§ **Data listing**
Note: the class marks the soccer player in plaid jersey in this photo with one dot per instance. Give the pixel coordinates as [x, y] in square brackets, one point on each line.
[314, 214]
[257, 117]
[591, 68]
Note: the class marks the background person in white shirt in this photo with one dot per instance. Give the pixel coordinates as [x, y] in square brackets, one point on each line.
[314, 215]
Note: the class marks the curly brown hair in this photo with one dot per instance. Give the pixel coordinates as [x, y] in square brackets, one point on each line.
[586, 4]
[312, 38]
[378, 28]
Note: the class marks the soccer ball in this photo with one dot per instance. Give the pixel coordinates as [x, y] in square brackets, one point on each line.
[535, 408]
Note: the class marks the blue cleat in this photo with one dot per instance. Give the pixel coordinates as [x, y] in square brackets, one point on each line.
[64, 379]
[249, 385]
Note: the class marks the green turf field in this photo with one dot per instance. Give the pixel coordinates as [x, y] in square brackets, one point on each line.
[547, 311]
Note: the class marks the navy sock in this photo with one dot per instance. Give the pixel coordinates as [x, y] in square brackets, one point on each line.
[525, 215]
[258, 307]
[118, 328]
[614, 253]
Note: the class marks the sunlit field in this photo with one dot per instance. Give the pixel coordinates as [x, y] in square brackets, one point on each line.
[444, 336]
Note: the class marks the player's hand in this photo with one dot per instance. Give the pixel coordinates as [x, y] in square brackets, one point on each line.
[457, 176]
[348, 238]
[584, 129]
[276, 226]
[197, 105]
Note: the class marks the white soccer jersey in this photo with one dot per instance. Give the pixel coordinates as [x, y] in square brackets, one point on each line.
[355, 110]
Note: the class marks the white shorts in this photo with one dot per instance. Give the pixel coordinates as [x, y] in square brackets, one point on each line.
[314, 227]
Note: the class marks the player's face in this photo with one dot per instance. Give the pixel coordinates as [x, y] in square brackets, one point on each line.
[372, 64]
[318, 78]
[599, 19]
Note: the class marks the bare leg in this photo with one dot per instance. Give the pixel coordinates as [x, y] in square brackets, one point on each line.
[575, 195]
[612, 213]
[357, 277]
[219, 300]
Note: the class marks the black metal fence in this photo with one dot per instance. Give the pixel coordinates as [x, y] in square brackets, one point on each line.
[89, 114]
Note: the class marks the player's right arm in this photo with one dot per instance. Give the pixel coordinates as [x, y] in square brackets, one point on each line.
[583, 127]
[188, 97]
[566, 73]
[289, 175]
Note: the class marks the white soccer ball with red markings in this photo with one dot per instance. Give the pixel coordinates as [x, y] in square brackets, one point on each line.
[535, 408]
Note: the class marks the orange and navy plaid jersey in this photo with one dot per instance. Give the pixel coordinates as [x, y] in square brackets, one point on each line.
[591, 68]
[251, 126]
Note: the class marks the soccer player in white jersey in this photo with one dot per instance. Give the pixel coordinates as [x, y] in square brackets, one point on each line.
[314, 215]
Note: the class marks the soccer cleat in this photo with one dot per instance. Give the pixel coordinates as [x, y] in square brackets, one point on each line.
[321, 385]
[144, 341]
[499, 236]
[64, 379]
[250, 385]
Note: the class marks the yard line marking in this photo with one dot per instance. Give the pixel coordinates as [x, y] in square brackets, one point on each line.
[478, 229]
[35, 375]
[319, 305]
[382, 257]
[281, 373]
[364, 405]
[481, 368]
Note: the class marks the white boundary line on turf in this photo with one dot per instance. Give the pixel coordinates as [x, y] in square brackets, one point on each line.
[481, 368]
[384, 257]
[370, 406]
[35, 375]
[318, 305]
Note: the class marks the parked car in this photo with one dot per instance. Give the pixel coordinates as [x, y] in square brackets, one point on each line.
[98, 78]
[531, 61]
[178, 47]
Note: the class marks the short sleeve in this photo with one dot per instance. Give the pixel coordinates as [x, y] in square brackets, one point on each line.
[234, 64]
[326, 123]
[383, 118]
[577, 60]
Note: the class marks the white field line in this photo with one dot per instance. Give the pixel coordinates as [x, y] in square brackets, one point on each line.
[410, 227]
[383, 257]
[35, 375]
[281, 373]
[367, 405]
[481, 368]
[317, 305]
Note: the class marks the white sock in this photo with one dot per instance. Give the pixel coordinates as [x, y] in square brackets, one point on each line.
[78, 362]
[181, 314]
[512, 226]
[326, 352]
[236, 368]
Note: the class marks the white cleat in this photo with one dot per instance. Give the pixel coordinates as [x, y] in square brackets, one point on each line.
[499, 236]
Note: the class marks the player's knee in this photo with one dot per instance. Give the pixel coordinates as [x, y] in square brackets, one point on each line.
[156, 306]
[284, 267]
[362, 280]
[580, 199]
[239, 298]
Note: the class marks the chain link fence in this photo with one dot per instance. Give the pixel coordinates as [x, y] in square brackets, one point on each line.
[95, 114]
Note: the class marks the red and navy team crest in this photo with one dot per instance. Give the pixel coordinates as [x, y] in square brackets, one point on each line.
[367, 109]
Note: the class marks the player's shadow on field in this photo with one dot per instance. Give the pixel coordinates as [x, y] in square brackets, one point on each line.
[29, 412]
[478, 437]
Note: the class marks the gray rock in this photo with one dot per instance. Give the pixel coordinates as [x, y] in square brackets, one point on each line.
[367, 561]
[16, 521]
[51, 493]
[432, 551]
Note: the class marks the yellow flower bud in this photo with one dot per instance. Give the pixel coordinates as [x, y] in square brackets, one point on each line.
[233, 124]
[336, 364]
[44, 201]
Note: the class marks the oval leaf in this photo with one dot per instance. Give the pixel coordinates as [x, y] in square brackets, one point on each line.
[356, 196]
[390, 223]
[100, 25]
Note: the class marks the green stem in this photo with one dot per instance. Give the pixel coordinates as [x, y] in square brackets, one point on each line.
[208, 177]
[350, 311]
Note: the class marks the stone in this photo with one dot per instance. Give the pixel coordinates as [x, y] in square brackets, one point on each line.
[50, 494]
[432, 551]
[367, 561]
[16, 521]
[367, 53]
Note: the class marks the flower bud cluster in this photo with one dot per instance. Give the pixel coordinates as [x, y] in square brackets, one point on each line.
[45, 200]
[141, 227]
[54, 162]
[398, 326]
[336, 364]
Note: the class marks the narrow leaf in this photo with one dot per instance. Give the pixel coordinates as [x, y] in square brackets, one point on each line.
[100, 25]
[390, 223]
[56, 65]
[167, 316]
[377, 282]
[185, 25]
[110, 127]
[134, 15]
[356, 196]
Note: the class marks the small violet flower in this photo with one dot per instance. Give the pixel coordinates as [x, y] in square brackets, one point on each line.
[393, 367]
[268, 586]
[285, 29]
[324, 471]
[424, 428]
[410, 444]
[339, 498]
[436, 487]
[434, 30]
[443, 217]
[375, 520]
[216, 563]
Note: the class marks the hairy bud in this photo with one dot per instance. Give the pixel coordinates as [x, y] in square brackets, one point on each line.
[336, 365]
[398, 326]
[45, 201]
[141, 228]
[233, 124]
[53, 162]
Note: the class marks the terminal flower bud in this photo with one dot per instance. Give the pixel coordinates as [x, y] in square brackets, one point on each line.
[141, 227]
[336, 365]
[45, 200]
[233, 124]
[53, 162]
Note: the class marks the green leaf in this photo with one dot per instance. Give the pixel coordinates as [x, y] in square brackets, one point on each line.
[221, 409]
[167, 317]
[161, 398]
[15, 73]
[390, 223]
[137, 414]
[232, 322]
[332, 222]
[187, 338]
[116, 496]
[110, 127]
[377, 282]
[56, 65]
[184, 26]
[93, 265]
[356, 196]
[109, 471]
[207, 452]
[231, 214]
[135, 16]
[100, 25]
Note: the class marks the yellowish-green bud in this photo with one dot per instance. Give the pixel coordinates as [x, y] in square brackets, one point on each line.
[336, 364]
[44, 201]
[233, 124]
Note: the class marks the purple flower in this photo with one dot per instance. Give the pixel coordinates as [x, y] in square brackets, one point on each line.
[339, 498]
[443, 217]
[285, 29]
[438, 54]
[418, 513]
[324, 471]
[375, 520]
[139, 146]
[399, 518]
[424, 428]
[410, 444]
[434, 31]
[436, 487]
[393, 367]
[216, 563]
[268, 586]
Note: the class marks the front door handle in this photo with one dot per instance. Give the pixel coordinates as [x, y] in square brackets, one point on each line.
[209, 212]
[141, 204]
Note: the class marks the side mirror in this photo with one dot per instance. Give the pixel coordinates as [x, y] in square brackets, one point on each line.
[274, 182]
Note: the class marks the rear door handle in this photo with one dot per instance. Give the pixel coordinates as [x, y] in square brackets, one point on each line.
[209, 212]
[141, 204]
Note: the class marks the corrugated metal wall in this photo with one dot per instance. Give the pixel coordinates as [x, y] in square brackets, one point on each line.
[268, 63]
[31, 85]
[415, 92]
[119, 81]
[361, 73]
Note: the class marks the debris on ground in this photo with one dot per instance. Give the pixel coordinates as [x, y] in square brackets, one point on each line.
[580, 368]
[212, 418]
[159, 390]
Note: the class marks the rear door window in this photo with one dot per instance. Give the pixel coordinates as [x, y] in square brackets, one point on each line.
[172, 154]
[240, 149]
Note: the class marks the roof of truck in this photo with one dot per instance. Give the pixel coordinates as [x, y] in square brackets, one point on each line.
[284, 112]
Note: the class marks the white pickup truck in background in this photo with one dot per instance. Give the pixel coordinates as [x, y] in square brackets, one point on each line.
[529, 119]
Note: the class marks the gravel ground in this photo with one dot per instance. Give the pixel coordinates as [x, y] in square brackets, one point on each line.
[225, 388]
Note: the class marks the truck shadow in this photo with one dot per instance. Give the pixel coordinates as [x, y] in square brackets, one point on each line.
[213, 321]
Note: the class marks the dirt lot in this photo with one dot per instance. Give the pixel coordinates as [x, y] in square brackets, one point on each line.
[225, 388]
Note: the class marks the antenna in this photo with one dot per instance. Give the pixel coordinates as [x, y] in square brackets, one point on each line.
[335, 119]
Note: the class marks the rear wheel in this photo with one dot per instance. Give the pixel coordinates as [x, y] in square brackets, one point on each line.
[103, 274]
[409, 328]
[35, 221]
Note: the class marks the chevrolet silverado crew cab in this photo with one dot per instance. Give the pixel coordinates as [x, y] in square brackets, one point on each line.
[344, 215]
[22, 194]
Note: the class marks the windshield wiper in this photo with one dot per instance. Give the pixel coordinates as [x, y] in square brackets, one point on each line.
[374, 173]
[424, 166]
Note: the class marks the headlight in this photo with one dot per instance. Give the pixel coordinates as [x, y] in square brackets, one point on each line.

§ **Exercise details**
All lines from the one containing "Note: the class marks the windshield" to the last line above should be reproduced exactly, and no other lines should be given.

§ **Answer to the exercise**
Note: the class marks the windshield wiper in this photo with one dot per instance. Give the pixel coordinates as [x, y] in square brackets, one point on each line.
[374, 173]
[424, 166]
Note: the class marks the headlight in this photo with one dot per instance. Give the pixel coordinates as [x, y] in square brackets, one point on each line.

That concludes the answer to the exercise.